- **ACTIVITY**
Retype every record below exactly as it appears.

Collected data
------------------------------------------------------------

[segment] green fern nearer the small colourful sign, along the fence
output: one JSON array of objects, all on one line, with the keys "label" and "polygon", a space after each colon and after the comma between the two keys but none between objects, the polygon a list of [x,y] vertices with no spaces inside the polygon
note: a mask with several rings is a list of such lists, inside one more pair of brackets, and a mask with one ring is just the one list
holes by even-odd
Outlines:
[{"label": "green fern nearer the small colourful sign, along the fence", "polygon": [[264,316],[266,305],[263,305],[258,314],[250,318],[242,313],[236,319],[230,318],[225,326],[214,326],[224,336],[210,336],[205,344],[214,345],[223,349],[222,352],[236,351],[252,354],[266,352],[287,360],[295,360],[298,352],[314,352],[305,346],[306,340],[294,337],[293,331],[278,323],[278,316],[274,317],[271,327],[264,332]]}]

------------------------------------------------------------

- **RESPONSE TO THE EXERCISE**
[segment] green fern nearer the small colourful sign, along the fence
output: one JSON array of objects, all on one line, with the keys "label" and "polygon", a space after each colon and after the comma between the two keys but none between objects, the polygon a list of [x,y] vertices with no spaces inside the polygon
note: a mask with several rings is a list of such lists, inside one more pair of brackets, and a mask with one ring is just the one list
holes by even-odd
Outlines:
[{"label": "green fern nearer the small colourful sign, along the fence", "polygon": [[264,316],[266,305],[263,305],[258,314],[250,318],[242,313],[236,319],[230,318],[225,326],[214,326],[224,336],[210,336],[205,344],[214,345],[223,349],[222,352],[236,351],[252,354],[266,352],[287,360],[295,360],[298,352],[314,352],[305,346],[306,340],[294,337],[293,331],[278,323],[278,316],[274,317],[271,327],[264,332]]}]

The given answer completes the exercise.